Exercise requirements ::
Transcribe the records exactly. Pictures do not belong in the transcription.
:: Excerpted data
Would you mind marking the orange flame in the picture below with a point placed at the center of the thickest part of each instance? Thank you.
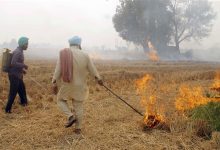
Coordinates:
(152, 54)
(216, 83)
(148, 98)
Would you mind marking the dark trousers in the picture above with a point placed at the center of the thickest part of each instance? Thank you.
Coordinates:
(16, 86)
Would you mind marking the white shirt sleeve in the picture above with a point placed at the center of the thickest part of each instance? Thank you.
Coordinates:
(92, 69)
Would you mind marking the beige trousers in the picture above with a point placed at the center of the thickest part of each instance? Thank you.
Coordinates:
(77, 110)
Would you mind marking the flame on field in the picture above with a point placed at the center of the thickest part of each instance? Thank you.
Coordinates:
(216, 83)
(190, 97)
(152, 54)
(148, 100)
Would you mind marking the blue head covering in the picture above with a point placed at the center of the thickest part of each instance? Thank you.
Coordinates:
(75, 40)
(22, 41)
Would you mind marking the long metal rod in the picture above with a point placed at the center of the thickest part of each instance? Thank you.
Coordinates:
(123, 101)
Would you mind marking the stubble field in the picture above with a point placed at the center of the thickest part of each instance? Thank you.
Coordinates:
(108, 123)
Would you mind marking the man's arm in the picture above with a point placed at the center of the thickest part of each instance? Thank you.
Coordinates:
(14, 61)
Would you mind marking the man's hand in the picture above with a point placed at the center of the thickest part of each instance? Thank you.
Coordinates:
(55, 89)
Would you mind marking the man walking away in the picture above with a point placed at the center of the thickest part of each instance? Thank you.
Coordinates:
(72, 69)
(15, 75)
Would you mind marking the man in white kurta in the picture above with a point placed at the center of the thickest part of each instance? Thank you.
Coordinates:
(77, 90)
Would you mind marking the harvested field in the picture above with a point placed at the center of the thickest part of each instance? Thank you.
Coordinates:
(108, 123)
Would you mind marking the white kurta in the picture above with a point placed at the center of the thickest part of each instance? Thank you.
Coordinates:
(78, 88)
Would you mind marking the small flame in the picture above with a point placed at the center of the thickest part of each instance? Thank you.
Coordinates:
(152, 54)
(148, 100)
(95, 56)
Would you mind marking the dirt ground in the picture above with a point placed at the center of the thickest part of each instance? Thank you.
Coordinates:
(108, 123)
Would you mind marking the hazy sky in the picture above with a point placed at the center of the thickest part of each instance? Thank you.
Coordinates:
(55, 21)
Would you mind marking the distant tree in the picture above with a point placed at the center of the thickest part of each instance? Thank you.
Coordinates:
(191, 19)
(141, 20)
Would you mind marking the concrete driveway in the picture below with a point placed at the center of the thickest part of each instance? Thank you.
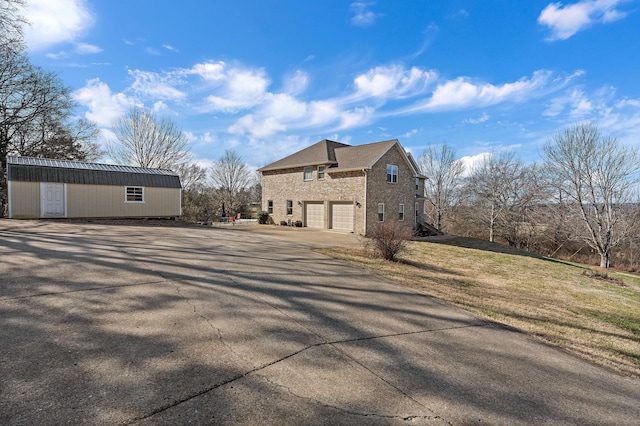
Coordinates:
(113, 324)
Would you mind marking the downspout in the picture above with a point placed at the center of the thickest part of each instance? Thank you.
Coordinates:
(9, 202)
(364, 203)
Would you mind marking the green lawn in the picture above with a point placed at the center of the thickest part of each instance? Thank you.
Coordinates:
(566, 305)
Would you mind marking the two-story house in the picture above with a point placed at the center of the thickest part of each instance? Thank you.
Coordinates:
(332, 185)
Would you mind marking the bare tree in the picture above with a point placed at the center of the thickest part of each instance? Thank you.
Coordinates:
(500, 191)
(11, 24)
(232, 178)
(443, 174)
(598, 176)
(146, 140)
(192, 176)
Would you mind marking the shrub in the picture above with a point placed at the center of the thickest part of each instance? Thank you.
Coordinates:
(263, 217)
(389, 239)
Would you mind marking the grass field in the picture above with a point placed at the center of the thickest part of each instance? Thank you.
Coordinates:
(566, 305)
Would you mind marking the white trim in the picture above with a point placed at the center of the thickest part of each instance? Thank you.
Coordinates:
(304, 173)
(397, 169)
(133, 201)
(44, 214)
(9, 184)
(378, 212)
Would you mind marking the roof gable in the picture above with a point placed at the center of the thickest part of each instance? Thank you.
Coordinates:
(319, 153)
(340, 157)
(30, 169)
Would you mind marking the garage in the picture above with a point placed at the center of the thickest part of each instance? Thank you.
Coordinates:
(314, 213)
(342, 216)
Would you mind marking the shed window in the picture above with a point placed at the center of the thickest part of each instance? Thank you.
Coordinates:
(308, 173)
(134, 194)
(392, 173)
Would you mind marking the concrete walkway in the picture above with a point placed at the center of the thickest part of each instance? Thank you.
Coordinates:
(112, 324)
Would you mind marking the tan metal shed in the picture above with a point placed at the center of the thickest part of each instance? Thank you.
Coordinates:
(45, 188)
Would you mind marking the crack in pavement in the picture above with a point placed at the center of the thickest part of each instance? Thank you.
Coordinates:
::::
Finished answer ::
Would you mind marking the orange flame in the picture below with a point placed at the center of the thickest part of each instance? Thank you.
Coordinates:
(152, 54)
(216, 83)
(148, 98)
Would you mind marking the dark trousers in the picture above with a point placed at the center of the thickest part of each instance? Thank you.
Coordinates:
(16, 86)
Would you mind marking the white shirt sleeve in the picture above with a point placed at the center of the thickest part of each instance? Thank you.
Coordinates:
(92, 69)
Would you mind marking the beige trousers in the picture above with a point placed at the center of the thickest part of each instance? Thank you.
Coordinates:
(77, 110)
Would you mind marking the flame on field in the picture above with a point placed at the center of the thickest part of each instance? Thank you.
Coordinates:
(216, 83)
(190, 97)
(152, 54)
(148, 100)
Would you mind marking the blue head covering in the picture above with a point placed at the center of the thickest part of each instance? Thank you.
Coordinates:
(75, 40)
(22, 41)
Would you mind marking the long metal rod in the picture above with a point placed at the center of the thickest part of each instance? Thank you.
Coordinates:
(123, 101)
Would you mind marking the stubble field in the picture above with a point placed at the center of the thickest part of each instance? Thank you.
Coordinates:
(108, 123)
Would you mind marking the man's arm in the picture above with a point placed at the center of the thickest part of each instance? Thank you.
Coordinates:
(14, 61)
Would you mind marking the man's hand in the picture above with a point placed at the center of the thickest part of each instance? Thank you.
Coordinates:
(55, 89)
Would you mind marking the man walking away in the picture above with a point placed at the center of the thickest part of each instance? Thank you.
Coordinates:
(72, 69)
(15, 75)
Would you mind marking the man in white kurta in the picture above with a point placed at the center of the thickest part of each instance? Thank you.
Coordinates:
(77, 90)
Would you mind marking the harvested field in the picture above with a point placed at the center of the thickest part of each instance? Thank you.
Coordinates:
(108, 123)
Would you mind marking the white kurta in the picture above with a point placed at the center of the thickest part of each instance? Thank you.
Coordinates:
(78, 88)
Would you mind marking the small flame in the picture above with a point placed at the center of the thickest part of each instance? Thank you.
Coordinates:
(152, 54)
(148, 100)
(95, 56)
Would you mind marking the dirt ground in the picture above with a point placed at the center of the thickest part of each instance? Thank you.
Coordinates:
(108, 123)
Would you mind marking the hazy sky in the picture above with a point placed at the center of the thickest part of each instance? Thank you.
Coordinates:
(55, 21)
Would you mind marking the distant tree in the picture above with a point placed at the center of the thickest part of each instance? Thank you.
Coordinates:
(191, 19)
(141, 20)
Would you mind marking the concrete driveway in the picture below with a point placed at the center of the thickest part of each instance? Thank you.
Coordinates:
(113, 324)
Would you mind marking the downspout in the picture above with a point placed at the center of the thickest part of each instance? Thank you.
Coordinates:
(9, 202)
(364, 203)
Would you mind marking the green lawn in the picture above with a point placed at the center of the thickest part of each instance? Thank you.
Coordinates:
(566, 305)
Would you mind marking the two-story house in the picture above with a point placed at the center of the thickest part of each instance? Thank you.
Coordinates:
(332, 185)
Would you mind marking the bare tree in the picture above with a point placed at the center of the thickest part of each instance? Thank you.
Coordinates:
(500, 191)
(11, 24)
(232, 178)
(443, 174)
(598, 176)
(146, 140)
(192, 176)
Would you mind marking the shrub in the picture above with a point placed at the center of the thickest part of each instance? Thank you.
Coordinates:
(263, 217)
(389, 239)
Would you mind marking the grass field in the picture above with a point placed at the center of the thickest part of each instance? Thank you.
Coordinates:
(566, 305)
Would you mind marking the white trim in the picture above with a point placed at the center of the thickest part of each instance? Thank you.
Coordinates:
(304, 173)
(397, 169)
(133, 201)
(44, 214)
(9, 184)
(378, 212)
Would you mind marking the roof gable in the picture above with a point placed at the center of the thickest part of each instance? Thank you.
Coordinates:
(319, 153)
(340, 157)
(30, 169)
Would you mind marking the garage in the picture above with a point placed at the center of the thickest part of each instance? Thank you.
Coordinates:
(314, 213)
(342, 216)
Would you mind marking the shed window in the picture above with a point placed at the center of the thickest part of each instance? Thank you.
Coordinates:
(308, 173)
(134, 194)
(392, 173)
Would you mind marking the concrete walkway in the picture above with a point placed at the center of the thickest part of each instance? Thank you.
Coordinates:
(112, 324)
Would you mind marking the tan metal shed in the picture above with a point placed at the center of the thickest part of each instance? Thank you.
Coordinates:
(45, 188)
Would you mind marking the crack in pavement in the picture above with a point placed at the center of the thickest part of each instance? Thank you.
Coordinates:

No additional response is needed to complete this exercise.